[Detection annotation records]

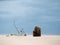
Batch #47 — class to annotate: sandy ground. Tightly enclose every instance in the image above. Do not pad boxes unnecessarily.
[0,35,60,45]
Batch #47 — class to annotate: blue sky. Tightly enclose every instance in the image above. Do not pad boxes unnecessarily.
[0,0,60,35]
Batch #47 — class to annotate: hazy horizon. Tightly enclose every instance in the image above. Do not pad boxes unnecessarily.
[0,0,60,35]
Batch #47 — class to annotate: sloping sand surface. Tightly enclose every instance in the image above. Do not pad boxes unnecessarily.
[0,35,60,45]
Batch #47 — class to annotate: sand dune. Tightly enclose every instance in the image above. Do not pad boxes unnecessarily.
[0,35,60,45]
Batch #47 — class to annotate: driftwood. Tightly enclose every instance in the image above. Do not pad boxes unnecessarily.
[33,26,41,36]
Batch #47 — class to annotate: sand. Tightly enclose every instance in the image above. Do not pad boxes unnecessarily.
[0,35,60,45]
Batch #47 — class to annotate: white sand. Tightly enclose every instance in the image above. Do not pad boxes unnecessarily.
[0,35,60,45]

-- STATED PROBLEM --
List each line of the material above that contains the string "image".

-- EXERCISE RESULT --
Batch #47 — class to annotate: sandy ground. Tightly enclose every instance in the image above. Do not pad boxes unnecessarily.
Batch #47 — class to annotate: blue sky. Tightly enclose every instance in the image above. Do not pad boxes unnecessarily.
Batch #47 — class to annotate: hazy horizon. Tightly enclose every instance in the image above. Do not pad boxes unnecessarily.
Batch #47 — class to annotate: sloping sand surface. Tightly enclose every instance in the image above. Do not pad boxes unnecessarily.
Batch #47 — class to annotate: sand dune. Tightly enclose every instance in the image above. Do not pad boxes unnecessarily.
Batch #47 — class to annotate: driftwood. Tightly enclose every instance in the image above. Do not pad boxes unnecessarily.
Batch #47 — class to annotate: sand. Tightly enclose every instance in the image above. Do not pad boxes unnecessarily.
Batch #47 — class to annotate: white sand. Tightly enclose every instance in the image above. Do not pad boxes unnecessarily.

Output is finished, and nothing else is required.